• _TASK MATERIAL_

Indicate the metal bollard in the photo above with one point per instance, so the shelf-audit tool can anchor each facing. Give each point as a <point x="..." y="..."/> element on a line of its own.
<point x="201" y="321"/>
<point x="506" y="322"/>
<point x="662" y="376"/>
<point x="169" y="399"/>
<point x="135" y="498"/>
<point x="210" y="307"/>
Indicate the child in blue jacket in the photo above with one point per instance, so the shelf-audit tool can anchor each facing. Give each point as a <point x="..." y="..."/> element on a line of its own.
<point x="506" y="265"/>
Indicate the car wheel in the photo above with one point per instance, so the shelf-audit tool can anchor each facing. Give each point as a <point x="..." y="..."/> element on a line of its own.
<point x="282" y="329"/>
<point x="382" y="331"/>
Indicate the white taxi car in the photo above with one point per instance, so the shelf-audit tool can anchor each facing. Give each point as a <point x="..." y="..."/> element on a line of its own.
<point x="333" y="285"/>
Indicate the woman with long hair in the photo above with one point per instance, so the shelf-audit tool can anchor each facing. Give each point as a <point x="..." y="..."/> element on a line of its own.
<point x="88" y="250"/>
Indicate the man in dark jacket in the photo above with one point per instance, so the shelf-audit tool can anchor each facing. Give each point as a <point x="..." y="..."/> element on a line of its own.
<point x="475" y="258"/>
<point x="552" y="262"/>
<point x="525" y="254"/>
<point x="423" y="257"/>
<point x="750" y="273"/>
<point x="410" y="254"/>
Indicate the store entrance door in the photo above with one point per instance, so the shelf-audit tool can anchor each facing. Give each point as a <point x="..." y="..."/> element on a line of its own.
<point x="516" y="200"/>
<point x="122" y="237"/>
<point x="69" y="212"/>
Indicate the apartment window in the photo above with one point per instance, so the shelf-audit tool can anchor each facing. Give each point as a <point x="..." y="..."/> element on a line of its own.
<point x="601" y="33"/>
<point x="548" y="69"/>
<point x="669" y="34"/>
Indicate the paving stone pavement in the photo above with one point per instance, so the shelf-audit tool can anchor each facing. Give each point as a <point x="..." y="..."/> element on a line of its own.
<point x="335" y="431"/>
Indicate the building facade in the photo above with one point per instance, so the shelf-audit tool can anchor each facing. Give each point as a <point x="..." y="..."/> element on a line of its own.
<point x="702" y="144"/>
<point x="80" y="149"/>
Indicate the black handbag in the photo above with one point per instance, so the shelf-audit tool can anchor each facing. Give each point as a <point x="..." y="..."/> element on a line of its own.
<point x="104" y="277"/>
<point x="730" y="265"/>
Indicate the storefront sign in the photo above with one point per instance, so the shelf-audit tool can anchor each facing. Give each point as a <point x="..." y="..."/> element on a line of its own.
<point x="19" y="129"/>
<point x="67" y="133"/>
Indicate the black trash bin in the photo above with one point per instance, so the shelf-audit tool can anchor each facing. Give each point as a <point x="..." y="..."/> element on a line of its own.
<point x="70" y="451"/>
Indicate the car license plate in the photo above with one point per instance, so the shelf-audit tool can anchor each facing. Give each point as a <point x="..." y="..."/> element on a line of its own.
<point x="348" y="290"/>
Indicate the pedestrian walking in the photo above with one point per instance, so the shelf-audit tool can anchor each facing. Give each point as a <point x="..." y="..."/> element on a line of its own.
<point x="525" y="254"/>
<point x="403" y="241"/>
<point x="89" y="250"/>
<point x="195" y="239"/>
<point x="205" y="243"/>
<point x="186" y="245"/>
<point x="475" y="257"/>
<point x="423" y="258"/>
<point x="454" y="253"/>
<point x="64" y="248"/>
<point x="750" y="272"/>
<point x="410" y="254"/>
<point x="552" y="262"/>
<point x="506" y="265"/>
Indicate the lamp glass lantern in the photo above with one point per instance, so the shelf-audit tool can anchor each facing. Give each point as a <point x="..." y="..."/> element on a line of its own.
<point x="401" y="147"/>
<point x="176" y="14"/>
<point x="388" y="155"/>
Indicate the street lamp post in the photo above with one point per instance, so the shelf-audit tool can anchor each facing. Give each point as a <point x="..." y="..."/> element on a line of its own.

• _PROBLEM_
Put each line of the entries above into a Markdown table with the columns Row and Entry line. Number the rows in order and skip blank lines.

• _TASK RESPONSE_
| Row | Entry line |
|---|---|
| 1 | Indicate the metal bollard in the photo above with one point per instance, so the shelf-audit tool can anchor each facing. Give each point as a <point x="..." y="..."/> element on a line of its own. |
| 2 | <point x="201" y="321"/> |
| 3 | <point x="506" y="322"/> |
| 4 | <point x="662" y="376"/> |
| 5 | <point x="169" y="399"/> |
| 6 | <point x="135" y="498"/> |
| 7 | <point x="210" y="307"/> |
| 8 | Indicate the child in blue jacket in the photo above with one point per instance, so the shelf-audit tool can anchor each facing. Give each point as a <point x="..." y="..."/> element on a line of its own. |
| 9 | <point x="506" y="265"/> |
| 10 | Indicate the car wheel in the photo above with one point per instance, so the shelf-audit tool can anchor each facing. Give each point as a <point x="..." y="..."/> element on a line of its own. |
| 11 | <point x="282" y="329"/> |
| 12 | <point x="382" y="331"/> |
| 13 | Indicate the white taxi car in the photo above with one point per instance, so the shelf-audit tool can anchor each facing. Give each point as a <point x="..." y="..."/> element on a line of its own. |
| 14 | <point x="333" y="285"/> |
| 15 | Indicate the woman with long hair in the photo above with one point per instance, so the shelf-audit tool can anchor each facing. Give each point as a <point x="..." y="..."/> element on a line of its own. |
| 16 | <point x="88" y="250"/> |
| 17 | Indicate the man in dark jacket in the photo above with one point per instance, so the shelf-audit tool can anchor each facing. Give each point as a <point x="..." y="..."/> element on a line of its own. |
| 18 | <point x="475" y="258"/> |
| 19 | <point x="552" y="262"/> |
| 20 | <point x="525" y="254"/> |
| 21 | <point x="423" y="257"/> |
| 22 | <point x="750" y="273"/> |
| 23 | <point x="410" y="254"/> |
| 24 | Indicate the store entrance door in the photo above with one point per instance, so the shelf-audit tool can anchor each facing. Give each point as a <point x="..." y="..."/> element on a line of its own. |
| 25 | <point x="516" y="200"/> |
| 26 | <point x="122" y="237"/> |
| 27 | <point x="69" y="212"/> |
| 28 | Indicate the apartment window in the photo above with one point per instance, so the shelf-audit tool can anchor each facing. Give each point as a <point x="..." y="..."/> element on a line of its own. |
| 29 | <point x="601" y="33"/> |
| 30 | <point x="548" y="69"/> |
| 31 | <point x="669" y="34"/> |
| 32 | Indicate the paving stone pavement in the photo above with one point per instance, so the shelf-audit tool can anchor each facing. Give each point as a <point x="..." y="..."/> element on a line of its own. |
| 33 | <point x="335" y="431"/> |
| 34 | Indicate the building facade in the photo above with one point per instance, so the shelf-audit tool can anchor each facing. Give each point as a <point x="..." y="..."/> element on a line of its own. |
| 35 | <point x="702" y="144"/> |
| 36 | <point x="80" y="149"/> |
| 37 | Indicate the black handbag in the photo above with one point per instance, so the shelf-audit tool can anchor each facing. Give each point as a <point x="..." y="..."/> element on a line of its own. |
| 38 | <point x="104" y="277"/> |
| 39 | <point x="730" y="265"/> |
| 40 | Indicate the storefront sign in the photo above with one point per instance, so the shelf-audit tool can anchor each facing. Give each point as a <point x="..." y="..."/> element on a line of its own. |
| 41 | <point x="19" y="129"/> |
| 42 | <point x="67" y="133"/> |
| 43 | Indicate the black trash bin in the photo above with one point per instance, so the shelf-audit tool can anchor each facing. Give each point as a <point x="..." y="..."/> element on a line of its own. |
| 44 | <point x="70" y="451"/> |
| 45 | Indicate the car license plate in the photo above with one point per instance, so the shelf-audit tool can anchor each facing. Give each point as a <point x="..." y="..."/> element on a line of its own. |
| 46 | <point x="348" y="290"/> |
| 47 | Indicate the pedestrian walking in the photo above with one point per instance, so the shelf-audit tool can anchor each facing. Give each point as a <point x="..." y="..."/> element on a line of its own. |
| 48 | <point x="525" y="254"/> |
| 49 | <point x="403" y="241"/> |
| 50 | <point x="89" y="250"/> |
| 51 | <point x="195" y="239"/> |
| 52 | <point x="205" y="243"/> |
| 53 | <point x="186" y="245"/> |
| 54 | <point x="475" y="257"/> |
| 55 | <point x="423" y="258"/> |
| 56 | <point x="454" y="253"/> |
| 57 | <point x="64" y="248"/> |
| 58 | <point x="750" y="272"/> |
| 59 | <point x="410" y="254"/> |
| 60 | <point x="552" y="262"/> |
| 61 | <point x="506" y="265"/> |
| 62 | Indicate the lamp glass lantern in the photo above with one point per instance, so the shelf-audit tool can anchor each facing. Give each point as a <point x="..." y="..."/> element on a line of its own. |
| 63 | <point x="401" y="147"/> |
| 64 | <point x="176" y="14"/> |
| 65 | <point x="388" y="155"/> |
| 66 | Indicate the street lamp post in the photo above with one point per instance, so the shelf-audit tool can anchor each facing. Give each point as a <point x="..." y="..."/> element on a line of its own. |